**Prompt**
Return all the lines below, exactly as they read.

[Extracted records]
^^^^^^^^

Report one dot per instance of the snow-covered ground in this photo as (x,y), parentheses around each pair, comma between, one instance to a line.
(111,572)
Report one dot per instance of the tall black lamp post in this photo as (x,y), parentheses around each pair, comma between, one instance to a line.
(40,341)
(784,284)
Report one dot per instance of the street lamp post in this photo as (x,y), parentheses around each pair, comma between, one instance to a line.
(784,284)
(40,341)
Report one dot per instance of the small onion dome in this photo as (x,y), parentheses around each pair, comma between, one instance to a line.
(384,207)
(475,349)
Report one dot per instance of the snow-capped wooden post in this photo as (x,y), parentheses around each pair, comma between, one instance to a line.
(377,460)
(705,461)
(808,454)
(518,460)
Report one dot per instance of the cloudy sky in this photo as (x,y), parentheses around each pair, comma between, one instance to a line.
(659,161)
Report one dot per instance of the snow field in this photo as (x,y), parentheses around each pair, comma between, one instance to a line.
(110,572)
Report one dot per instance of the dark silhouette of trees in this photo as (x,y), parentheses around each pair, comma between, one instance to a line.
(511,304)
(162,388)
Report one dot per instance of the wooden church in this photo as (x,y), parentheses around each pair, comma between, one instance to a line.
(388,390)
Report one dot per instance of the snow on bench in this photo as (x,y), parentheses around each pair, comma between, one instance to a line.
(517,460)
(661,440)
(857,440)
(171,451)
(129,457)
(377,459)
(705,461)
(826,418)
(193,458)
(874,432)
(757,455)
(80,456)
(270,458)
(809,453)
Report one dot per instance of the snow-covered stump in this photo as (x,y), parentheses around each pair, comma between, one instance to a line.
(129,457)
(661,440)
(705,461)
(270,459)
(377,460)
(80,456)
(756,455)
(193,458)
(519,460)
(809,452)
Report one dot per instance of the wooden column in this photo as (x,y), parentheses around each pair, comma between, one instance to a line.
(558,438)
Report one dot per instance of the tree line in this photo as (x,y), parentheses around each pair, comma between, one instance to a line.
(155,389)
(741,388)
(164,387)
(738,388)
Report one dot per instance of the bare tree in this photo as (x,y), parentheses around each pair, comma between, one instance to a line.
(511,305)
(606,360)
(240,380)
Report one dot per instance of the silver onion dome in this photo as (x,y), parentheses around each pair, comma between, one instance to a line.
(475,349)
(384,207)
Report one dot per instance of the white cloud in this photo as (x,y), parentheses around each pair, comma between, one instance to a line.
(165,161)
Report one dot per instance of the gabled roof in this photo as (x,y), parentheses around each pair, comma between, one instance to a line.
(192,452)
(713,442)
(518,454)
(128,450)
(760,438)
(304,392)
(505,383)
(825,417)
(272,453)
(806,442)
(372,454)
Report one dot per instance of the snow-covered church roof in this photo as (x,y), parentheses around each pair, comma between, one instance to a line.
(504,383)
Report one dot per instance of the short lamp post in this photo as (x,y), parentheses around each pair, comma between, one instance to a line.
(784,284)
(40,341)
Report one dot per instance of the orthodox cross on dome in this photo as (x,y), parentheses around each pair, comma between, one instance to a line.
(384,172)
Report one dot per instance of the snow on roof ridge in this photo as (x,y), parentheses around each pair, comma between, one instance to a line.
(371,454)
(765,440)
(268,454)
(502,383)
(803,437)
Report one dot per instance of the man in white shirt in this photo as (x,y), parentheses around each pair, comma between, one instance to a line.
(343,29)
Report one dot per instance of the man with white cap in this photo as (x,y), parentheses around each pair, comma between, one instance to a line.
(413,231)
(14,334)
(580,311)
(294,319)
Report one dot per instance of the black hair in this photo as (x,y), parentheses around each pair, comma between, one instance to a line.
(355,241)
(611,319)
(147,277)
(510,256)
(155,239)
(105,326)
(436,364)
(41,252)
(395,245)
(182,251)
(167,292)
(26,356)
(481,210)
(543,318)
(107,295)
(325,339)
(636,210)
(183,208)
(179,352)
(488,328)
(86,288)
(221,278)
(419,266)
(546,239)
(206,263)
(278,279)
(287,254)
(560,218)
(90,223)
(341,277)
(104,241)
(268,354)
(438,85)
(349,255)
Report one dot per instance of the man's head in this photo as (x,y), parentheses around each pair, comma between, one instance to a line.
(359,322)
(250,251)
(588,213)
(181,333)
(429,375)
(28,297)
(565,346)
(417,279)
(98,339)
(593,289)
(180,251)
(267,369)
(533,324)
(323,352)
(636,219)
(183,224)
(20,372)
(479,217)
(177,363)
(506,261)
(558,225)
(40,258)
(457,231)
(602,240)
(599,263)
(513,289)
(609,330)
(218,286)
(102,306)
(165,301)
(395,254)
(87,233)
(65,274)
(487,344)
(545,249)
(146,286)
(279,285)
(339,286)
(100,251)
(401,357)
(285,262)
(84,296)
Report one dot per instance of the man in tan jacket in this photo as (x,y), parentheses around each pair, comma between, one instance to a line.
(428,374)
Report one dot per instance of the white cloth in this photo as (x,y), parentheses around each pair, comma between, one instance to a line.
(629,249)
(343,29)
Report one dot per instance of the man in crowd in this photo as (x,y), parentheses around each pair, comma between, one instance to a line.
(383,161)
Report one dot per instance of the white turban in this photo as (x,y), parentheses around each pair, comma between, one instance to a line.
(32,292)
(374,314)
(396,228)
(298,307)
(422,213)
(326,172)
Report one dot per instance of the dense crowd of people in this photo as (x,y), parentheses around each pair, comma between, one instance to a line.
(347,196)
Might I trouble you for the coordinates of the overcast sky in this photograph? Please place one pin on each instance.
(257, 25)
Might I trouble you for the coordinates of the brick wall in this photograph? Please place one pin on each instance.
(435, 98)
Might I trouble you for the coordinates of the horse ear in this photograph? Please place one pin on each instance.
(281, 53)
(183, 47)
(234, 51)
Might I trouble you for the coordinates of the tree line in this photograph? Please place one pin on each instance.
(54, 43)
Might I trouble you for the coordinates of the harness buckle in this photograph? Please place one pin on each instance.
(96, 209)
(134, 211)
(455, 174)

^^^^^^^^

**Solution for this problem**
Report one dot per instance of the snow-covered ground in this photo as (x,y), parentheses around each pair, comma between, one instance to a line.
(111,572)
Report one dot per instance of the tall black lamp post in this photo as (x,y), parentheses around each pair, comma between, one instance to a line.
(40,341)
(784,284)
Report one dot per instance of the street lamp post in this photo as (x,y), parentheses around each pair, comma between, one instance to a line.
(784,284)
(40,341)
Report one dot per instance of the small onion dome in this photo as (x,y), parentheses around each pair, comma between, one instance to a line.
(384,207)
(475,349)
Report one dot per instance of the snow-capped wooden post in this photo as (x,y), parentheses around each pair, comma between, one instance to a line.
(377,460)
(705,461)
(808,454)
(518,460)
Report one dot per instance of the cloudy sky in this photo as (x,y), parentheses around each pair, comma between, one instance to a line.
(659,161)
Report one dot per instance of the snow field in this photo as (x,y), parentheses around each pair, comma between, one instance to a line.
(110,572)
Report one dot per instance of the dark silhouette of trees in this photo as (x,y), parentheses around each pair, comma between, one instance to a line.
(511,304)
(162,388)
Report one dot per instance of the wooden church in this photo as (x,y), parentheses around each pair, comma between, one instance to a line.
(388,390)
Report one dot per instance of the snow on bench in this photo as (x,y), parentheses around each pair, comma between, one instance to a line.
(517,460)
(661,440)
(857,440)
(171,451)
(129,457)
(377,459)
(705,461)
(826,418)
(193,458)
(874,432)
(757,455)
(80,456)
(270,458)
(809,453)
Report one dot per instance of the snow-covered stump in this photo as (x,y), parentheses around each pair, comma between, one instance to a line.
(129,457)
(661,440)
(705,461)
(270,459)
(377,460)
(80,456)
(756,455)
(193,458)
(519,460)
(809,452)
Report one dot per instance of the wooden column in this photo as (x,y), parentheses around each pair, comma between, one instance to a line.
(558,438)
Report one dot per instance of the tree line in this photo as (x,y), parentheses around each pair, comma between, one instance to a line.
(155,389)
(741,388)
(164,387)
(738,388)
Report one dot per instance of the bare tree in this photo as (x,y), parentheses around each pair, comma between, one instance to a line.
(511,305)
(606,360)
(240,380)
Report one dot per instance of the silver onion dome in this photo as (x,y), parentheses around each pair, comma between, one instance to a line.
(475,349)
(384,207)
Report one dot per instance of the white cloud in this photo as (x,y), parentheses around each pair, comma between, one instance to a line.
(165,161)
Report one dot per instance of the gabled roof in this photo as (x,y), parentheses around each pair, comma between, one instance to a line.
(192,452)
(713,442)
(518,454)
(128,450)
(760,438)
(304,392)
(505,383)
(825,417)
(272,453)
(806,442)
(372,454)
Report one dot per instance of the snow-covered church roof in this photo as (x,y), parentheses around each pair, comma between, one instance to a line.
(504,383)
Report one dot per instance of the short lamp post in this photo as (x,y), parentheses around each pair, comma between, one instance to a line.
(784,284)
(40,341)
Report one dot per instance of the orthodox cross on dome in this photo as (x,y), parentheses around each pair, comma between, one instance to a line.
(384,172)
Report one dot per instance of the snow on roof ridge in this photo as (x,y), parentheses around each pair, comma between, one instance to a line.
(371,454)
(765,440)
(268,454)
(502,383)
(803,437)
Report one dot per instance of the man in white shirt in this photo as (x,y), parentheses around each pair, comma between, one instance to a line.
(343,29)
Report one dot per instance of the man with white cap in this photo as (x,y), parentheses around each pair, comma between, one instance to a line.
(413,231)
(14,334)
(580,311)
(294,319)
Report one dot per instance of the black hair in this photo as (x,y), parentheses around each pair, comma between, one instance to a line.
(355,241)
(611,319)
(147,277)
(510,256)
(155,239)
(105,326)
(436,364)
(41,252)
(395,245)
(182,251)
(167,292)
(26,356)
(481,210)
(543,318)
(107,295)
(325,339)
(636,210)
(183,208)
(179,352)
(488,328)
(86,288)
(221,278)
(419,266)
(546,239)
(206,263)
(278,279)
(287,254)
(560,218)
(90,223)
(341,277)
(104,241)
(268,354)
(438,85)
(349,255)
Report one dot per instance of the man's head in this photo as (x,y), parentheses around each pair, comma between, one instance to a line.
(359,322)
(250,251)
(588,213)
(181,333)
(429,375)
(28,297)
(565,346)
(417,279)
(98,339)
(593,289)
(180,251)
(267,369)
(533,324)
(323,352)
(636,219)
(183,224)
(20,372)
(479,217)
(177,363)
(506,261)
(558,225)
(40,258)
(457,231)
(602,240)
(599,263)
(513,289)
(609,330)
(218,286)
(102,306)
(165,301)
(395,254)
(87,233)
(65,274)
(487,344)
(545,249)
(146,286)
(279,285)
(339,286)
(100,251)
(401,357)
(285,262)
(84,296)
Report one dot per instance of the man in tan jacket in this photo as (x,y), parentheses around each pair, comma between, one instance to a line.
(428,374)
Report one dot per instance of the white cloth in this photo as (x,y), parentheses around each pair, comma between, one instance to a line.
(629,249)
(343,29)
Report one dot per instance of the man in crowd in this photo as (x,y), parentheses around each pair, comma between, one instance to a line.
(383,161)
Report one dot per instance of the white turban in this photo as (x,y), parentheses around each pair, comma between, one instance to a line.
(32,292)
(374,314)
(396,228)
(298,307)
(422,213)
(326,172)
Report one dot per instance of the dense crowd of people in this photo as (x,y), parentheses around each pair, comma between, one instance to a line.
(347,196)
Might I trouble you for the coordinates of the overcast sky in this photograph? Please place one pin on each instance.
(257, 25)
Might I trouble you for the coordinates of the brick wall in this photograph? Please place one pin on each instance.
(435, 98)
Might I trouble you for the coordinates of the horse ear in this photograph? Please place one pin on each instance.
(281, 53)
(183, 47)
(234, 51)
Might I trouble you for the coordinates of the tree line in this photograph? Please place one pin on each instance.
(54, 43)
Might I trouble you for the coordinates of the harness buckle in this photograph? Please place one pin on each instance.
(96, 209)
(134, 211)
(455, 174)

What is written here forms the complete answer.